CONSIGNES >>
1 > Réécrivez le passage de l'extrait retenu qui va de « Mme Francine Lalonde: Merci. » jusqu'à « le code CSA? », en remplaçant « consommateurs » par « usagers ».
2 > Rédigez la suite de l'extrait retenu sur le projet de loi C-54, en reprenant après sa dernière phrase.

EXTRAIT RETENU >>
»»

Me Jacques St-Amant: Dans l'état actuel du droit, dans toutes les provinces canadiennes, il y a des règles qui s'appliquent, qui imposent une responsabilité à la presse, aux journalistes de ne pas faire de diffamation, de ne pas répandre des informations fausses. Cela existe actuellement. Que le projet C-54 soit adopté ou non, il y a un état du droit. Tout ce que ces dispositions du projet de loi viennent faire—il pourrait être retouché un peu, mais c'est de l'ordre du détail—c'est dire que cette loi-ci ne vient pas empêcher la presse de faire son travail. Elles n'ajoutent pas de droits ou de pouvoirs aux médias, loin de là. Elles font simplement éviter qu'on se retrouve avec une foule de contestations fondées sur la Charte canadienne des droits et libertés et ses dispositions relatives à la liberté d'expression.

• 1650

[Traduction]

La présidente: Merci beaucoup, monsieur Bellemare.

Madame Lalonde, s'il vous plaît.

[Français]

Mme Francine Lalonde: Merci. Je voudrais revenir sur la confusion qui émane du projet de loi. Je crois qu'une loi de ce type suppose qu'il y ait une certaine formation ou éducation des consommateurs et que, pour les entreprises qui ont des obligations, la clarté est aussi essentielle.

Croyez-vous qu'il serait possible de laisser le texte bâti tel quel, c'est-à-dire d'appliquer les dispositions d'un projet de loi qui prévoit une obligation qui se reporte au code CSA, qui est plein de conditionnels, de dire au coeur de la loi que les conditionnels ne s'appliquent pas, mais d'avoir ensuite un article 7 qui vient donner en quelque sorte un squelette à ce qui en manquerait dans le code CSA?

Me Jacques St-Amant: Avec le plus grand respect pour les tenants d'un avis contraire, je pense que la solution qui a été retenue dans le projet de loi n'est pas la plus simple. Cela dit, pour toutes sortes de raisons, on a adopté cette orientation-là. Il nous paraît possible de rendre quand même les choses plus facilement applicables et plus facilement compréhensibles pour les justiciables, pour les entreprises, et également éventuellement pour le commissaire, à tout le moins, en mettant dans le projet de loi un certain nombre de principes essentiels. La plupart sont déjà de toute façon présents dans l'annexe. Mais sortons-les et disons: Voici ce que toute entreprise ou toute organisation doit faire.

««

DONNÉES FOURNIES >>
»»

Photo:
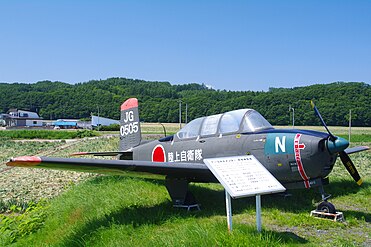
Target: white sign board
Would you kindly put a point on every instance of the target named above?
(243, 176)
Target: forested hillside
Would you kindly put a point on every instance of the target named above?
(159, 101)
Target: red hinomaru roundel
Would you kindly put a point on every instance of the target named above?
(158, 154)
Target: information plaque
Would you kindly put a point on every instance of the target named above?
(243, 176)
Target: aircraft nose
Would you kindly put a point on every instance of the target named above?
(336, 146)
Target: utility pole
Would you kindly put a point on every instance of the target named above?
(350, 124)
(180, 114)
(98, 117)
(293, 116)
(186, 113)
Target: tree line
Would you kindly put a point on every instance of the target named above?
(159, 101)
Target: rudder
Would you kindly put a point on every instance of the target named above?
(130, 133)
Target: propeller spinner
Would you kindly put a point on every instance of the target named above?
(338, 145)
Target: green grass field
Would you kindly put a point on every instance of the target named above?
(123, 211)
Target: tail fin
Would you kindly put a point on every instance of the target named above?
(130, 134)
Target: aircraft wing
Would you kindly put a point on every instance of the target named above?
(356, 149)
(186, 170)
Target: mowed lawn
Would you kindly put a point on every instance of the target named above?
(125, 211)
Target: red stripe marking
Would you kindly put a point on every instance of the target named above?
(297, 147)
(130, 103)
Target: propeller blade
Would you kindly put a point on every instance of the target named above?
(350, 167)
(332, 137)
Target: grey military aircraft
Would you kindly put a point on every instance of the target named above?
(297, 158)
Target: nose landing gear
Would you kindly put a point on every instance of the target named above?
(325, 206)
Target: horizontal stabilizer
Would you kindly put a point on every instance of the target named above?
(356, 149)
(100, 153)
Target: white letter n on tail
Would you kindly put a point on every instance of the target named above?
(280, 145)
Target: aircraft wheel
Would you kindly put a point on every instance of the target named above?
(326, 207)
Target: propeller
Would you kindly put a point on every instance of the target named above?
(338, 145)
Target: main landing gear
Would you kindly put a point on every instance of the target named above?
(325, 206)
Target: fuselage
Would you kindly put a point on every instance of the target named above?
(295, 157)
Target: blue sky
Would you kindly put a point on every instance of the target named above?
(232, 45)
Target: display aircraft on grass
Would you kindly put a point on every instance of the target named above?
(297, 158)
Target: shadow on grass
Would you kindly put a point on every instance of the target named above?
(137, 216)
(212, 203)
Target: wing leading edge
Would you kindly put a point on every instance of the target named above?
(185, 170)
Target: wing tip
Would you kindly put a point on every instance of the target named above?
(24, 161)
(79, 153)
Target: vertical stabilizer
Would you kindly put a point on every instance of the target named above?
(130, 134)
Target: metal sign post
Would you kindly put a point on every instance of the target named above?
(243, 176)
(229, 210)
(258, 213)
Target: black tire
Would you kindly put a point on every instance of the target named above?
(326, 207)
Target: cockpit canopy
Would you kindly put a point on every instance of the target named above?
(238, 121)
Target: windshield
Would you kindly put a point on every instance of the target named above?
(253, 122)
(191, 130)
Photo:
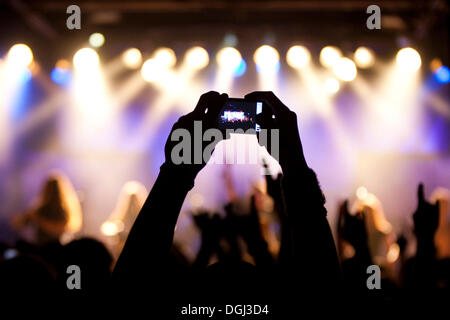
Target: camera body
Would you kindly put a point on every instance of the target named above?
(240, 114)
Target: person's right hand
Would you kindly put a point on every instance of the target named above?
(206, 113)
(426, 217)
(277, 116)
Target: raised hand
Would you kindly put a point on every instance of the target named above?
(426, 217)
(277, 116)
(188, 156)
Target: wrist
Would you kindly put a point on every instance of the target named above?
(178, 174)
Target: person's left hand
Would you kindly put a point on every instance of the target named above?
(185, 149)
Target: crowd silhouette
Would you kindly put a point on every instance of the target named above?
(281, 249)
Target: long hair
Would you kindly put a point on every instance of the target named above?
(58, 193)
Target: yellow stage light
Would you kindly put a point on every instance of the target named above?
(197, 58)
(229, 59)
(132, 58)
(267, 59)
(345, 69)
(86, 59)
(329, 56)
(96, 40)
(364, 57)
(166, 57)
(20, 55)
(408, 59)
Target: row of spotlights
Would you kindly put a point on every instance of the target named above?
(266, 58)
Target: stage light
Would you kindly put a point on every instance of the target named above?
(20, 55)
(408, 59)
(241, 69)
(267, 59)
(111, 228)
(332, 85)
(361, 193)
(63, 64)
(435, 64)
(364, 57)
(132, 58)
(197, 58)
(298, 57)
(86, 59)
(329, 56)
(96, 40)
(60, 74)
(345, 69)
(151, 70)
(442, 75)
(229, 59)
(166, 57)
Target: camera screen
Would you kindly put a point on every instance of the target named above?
(240, 114)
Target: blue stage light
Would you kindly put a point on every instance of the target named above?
(61, 76)
(442, 74)
(240, 70)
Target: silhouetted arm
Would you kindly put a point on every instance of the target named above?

««

RÉPONSES ATTENDUES >>
1 >
Mme Francine Lalonde: Merci. Je voudrais revenir sur la confusion qui émane du projet de loi. Je crois qu'une loi de ce type suppose qu'il y ait une certaine formation ou éducation des usagers et que, pour les entreprises qui ont des obligations, la clarté est aussi essentielle.

Croyez-vous qu'il serait possible de laisser le texte bâti tel quel, c'est-à-dire d'appliquer les dispositions d'un projet de loi qui prévoit une obligation qui se reporte au code CSA, qui est plein de conditionnels, de dire au coeur de la loi que les conditionnels ne s'appliquent pas, mais d'avoir ensuite un article 7 qui vient donner en quelque sorte un squelette à ce qui en manquerait dans le code CSA?

2 >
Disons ensuite, et cela simplifierait beaucoup de problèmes d'interprétation à l'égard de l'annexe, que ces principes généraux doivent être interprétés et appliqués conformément aux indications qui sont données dans l'annexe. On éviterait ainsi de donner une forme quasi législative à des «devrait» et à des notes, et d'avoir à dire que les «devrait» et les notes ne s'appliquent pas vraiment et n'ont pas force de loi. On donnerait à l'annexe un rôle beaucoup plus conforme à sa forme et à sa nature en se dotant d'un système qui est plus simple à comprendre, sans avoir, loin de là, à récrire tout le projet. Dans un monde idéal, on aurait peut-être procédé autrement, mais il faut vivre avec ce qui est sur la table.

Mme Francine Lalonde: Ce n'est pas vivre avec ce qu'il y a sur la table que de faire ce que vous faites. C'est modifier profondément le projet.

Le vice-président (M. Eugène Bellemare): Madame Vallée.

Mme Marie Vallée: Madame Lalonde, j'aimerais vous reporter à la page 22 de notre mémoire. Nous avons fait un effort sérieux puisque nous savons qu'on ne peut pas faire comme l'expression le dit: «Vingt fois sur le métier remettez notre ouvrage». Il va falloir vivre avec cela, après y avoir apporté certains amendements.

Mme Francine Lalonde: Ce n'est pas cela qu'on pense.

Mme Marie Vallée: C'est ce que nous proposons à la page 22 pour permettre l'interprétation de l'annexe. Si on modifiait l'article 5 tel que nous le proposons à la page 22, on ajouterait des principes qui sont essentiellement les mêmes que ceux qui figurent à l'annexe, mais qui auraient une portée juridique. Si vous lisiez, vous verriez qu'on parle de «must»,...

Mme Francine Lalonde: C'est comme le corps de la loi.

Mme Marie Vallée: ... de «doit» plutôt que de «pourrait» et «devrait». Si on incluait ces principes dans la loi, cela nous éviterait de faire face à nombreux problèmes appréhendés, tout en permettant la coexistence de la loi et de l'annexe. Ce n'est pas parfait, bien sûr, mais c'est mieux que ce qu'il y a là, et c'est mieux que rien aussi.

[Traduction]

La présidente: Monsieur Mollard, voulez-vous ajouter quelque chose?

• 1655

M. Murray Mollard: Oui, je voulais simplement dire que Marie, Jacques et moi-même pouvons probablement en discuter. En fait, nous préconisons d'inclure dans le texte de la loi les obligations fondamentales ou si on doit le faire en annexe, qu'on ne puisse pas y apporter de modifications par simple décision du Cabinet. Il est tout à fait évident que l'annexe n'est pas rédigée de façon aussi serrée et précise que la plupart des rédacteurs juridiques le souhaiteraient. Néanmoins, notre association est disposée à l'accepter, en partie parce que divers intervenants en sont arrivés à un consensus général—les intérêts de l'entreprise, les intérêts des consommateurs—lorsque l'Association canadienne des normes l'a préparée. C'est un document fondé sur le consensus. Cela ne convient peut-être pas à tous, mais c'est fondé sur le consensus et dans une certaine mesure, c'est très important quand on considère les différentes parties visées par cette loi et l'importance de leur collaboration, de leur coopération, etc.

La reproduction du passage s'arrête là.